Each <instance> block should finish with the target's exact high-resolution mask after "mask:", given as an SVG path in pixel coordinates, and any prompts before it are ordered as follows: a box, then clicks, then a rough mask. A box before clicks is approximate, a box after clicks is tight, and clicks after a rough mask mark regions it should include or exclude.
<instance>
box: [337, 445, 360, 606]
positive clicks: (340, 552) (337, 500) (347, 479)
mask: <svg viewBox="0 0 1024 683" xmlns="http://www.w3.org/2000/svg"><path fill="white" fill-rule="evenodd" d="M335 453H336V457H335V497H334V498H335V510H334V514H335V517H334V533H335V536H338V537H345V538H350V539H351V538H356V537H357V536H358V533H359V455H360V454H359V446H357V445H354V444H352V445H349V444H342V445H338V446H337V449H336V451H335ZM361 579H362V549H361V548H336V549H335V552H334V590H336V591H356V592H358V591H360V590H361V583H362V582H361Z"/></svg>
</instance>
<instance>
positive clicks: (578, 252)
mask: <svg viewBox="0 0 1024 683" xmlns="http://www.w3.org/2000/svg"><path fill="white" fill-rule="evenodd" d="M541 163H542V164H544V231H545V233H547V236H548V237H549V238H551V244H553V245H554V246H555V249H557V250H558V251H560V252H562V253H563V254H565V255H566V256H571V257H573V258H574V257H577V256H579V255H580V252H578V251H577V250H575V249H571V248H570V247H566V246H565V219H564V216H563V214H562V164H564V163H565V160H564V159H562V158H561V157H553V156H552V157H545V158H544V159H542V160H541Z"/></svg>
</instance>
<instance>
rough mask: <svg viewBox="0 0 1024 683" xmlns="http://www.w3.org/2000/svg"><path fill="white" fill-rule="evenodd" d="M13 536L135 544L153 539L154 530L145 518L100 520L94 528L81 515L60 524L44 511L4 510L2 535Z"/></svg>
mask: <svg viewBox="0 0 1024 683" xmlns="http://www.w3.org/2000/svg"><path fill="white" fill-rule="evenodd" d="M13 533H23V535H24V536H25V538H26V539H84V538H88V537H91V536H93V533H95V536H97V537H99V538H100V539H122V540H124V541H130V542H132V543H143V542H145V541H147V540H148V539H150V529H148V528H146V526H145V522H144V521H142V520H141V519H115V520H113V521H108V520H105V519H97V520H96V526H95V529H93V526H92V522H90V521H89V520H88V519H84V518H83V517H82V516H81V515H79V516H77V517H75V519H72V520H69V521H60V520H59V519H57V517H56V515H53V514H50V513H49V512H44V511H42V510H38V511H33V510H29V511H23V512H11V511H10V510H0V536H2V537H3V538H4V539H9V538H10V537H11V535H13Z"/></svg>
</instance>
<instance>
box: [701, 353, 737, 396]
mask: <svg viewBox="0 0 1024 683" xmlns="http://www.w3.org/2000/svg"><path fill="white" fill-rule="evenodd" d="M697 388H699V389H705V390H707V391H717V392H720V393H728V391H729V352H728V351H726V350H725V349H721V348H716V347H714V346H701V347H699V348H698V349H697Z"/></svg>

----

• **Work instruction**
Reproduce every line of the data so that nothing differs from the original.

• **Exercise output**
Each <instance> block should finish with the target's exact high-resolution mask after "mask:", given as an SVG path in pixel coordinates, and any prompts before it are ordered as follows: a box, then clicks, then a rough mask. A box before clicks is approximate, a box after clicks is tight, and clicks after a rough mask mark regions it should include or exclude.
<instance>
box: [337, 445, 360, 606]
positive clicks: (340, 552) (337, 500) (347, 479)
mask: <svg viewBox="0 0 1024 683" xmlns="http://www.w3.org/2000/svg"><path fill="white" fill-rule="evenodd" d="M335 453H336V457H335V497H334V498H335V510H334V514H335V517H334V533H335V536H338V537H345V538H350V539H351V538H356V537H357V536H358V533H359V455H360V454H359V446H357V445H354V444H352V445H349V444H342V445H338V446H337V449H336V451H335ZM361 579H362V549H361V548H336V549H335V552H334V590H336V591H356V592H358V591H360V590H361V583H362V582H361Z"/></svg>
</instance>
<instance>
positive clicks: (578, 252)
mask: <svg viewBox="0 0 1024 683" xmlns="http://www.w3.org/2000/svg"><path fill="white" fill-rule="evenodd" d="M541 163H542V164H544V231H545V233H547V236H548V237H549V238H551V244H553V245H554V246H555V249H557V250H558V251H560V252H562V253H563V254H565V255H566V256H571V257H573V258H574V257H577V256H579V255H580V252H578V251H577V250H575V249H571V248H570V247H566V246H565V219H564V216H563V214H562V164H564V163H565V160H564V159H562V158H561V157H553V156H552V157H545V158H544V159H542V160H541Z"/></svg>
</instance>
<instance>
rough mask: <svg viewBox="0 0 1024 683" xmlns="http://www.w3.org/2000/svg"><path fill="white" fill-rule="evenodd" d="M13 536L135 544L153 539L154 530L145 518L100 520L94 528L81 515L60 524L44 511L4 510L2 535Z"/></svg>
mask: <svg viewBox="0 0 1024 683" xmlns="http://www.w3.org/2000/svg"><path fill="white" fill-rule="evenodd" d="M13 533H23V535H24V536H25V538H26V539H84V538H88V537H91V536H93V533H95V536H97V537H99V538H100V539H122V540H124V541H130V542H132V543H143V542H145V541H147V540H148V539H150V529H148V528H146V526H145V522H144V521H142V520H141V519H115V520H113V521H108V520H105V519H97V520H96V526H95V529H93V526H92V522H90V521H89V520H88V519H84V518H83V517H82V516H81V515H79V516H77V517H75V519H72V520H69V521H60V520H59V519H57V517H56V515H53V514H50V513H49V512H44V511H42V510H38V511H33V510H29V511H23V512H11V511H10V510H0V536H2V537H3V538H4V539H9V538H10V537H11V535H13Z"/></svg>
</instance>
<instance>
box: [701, 353, 737, 396]
mask: <svg viewBox="0 0 1024 683" xmlns="http://www.w3.org/2000/svg"><path fill="white" fill-rule="evenodd" d="M697 388H699V389H705V390H707V391H717V392H720V393H728V391H729V352H728V351H726V350H725V349H721V348H716V347H714V346H701V347H699V348H698V349H697Z"/></svg>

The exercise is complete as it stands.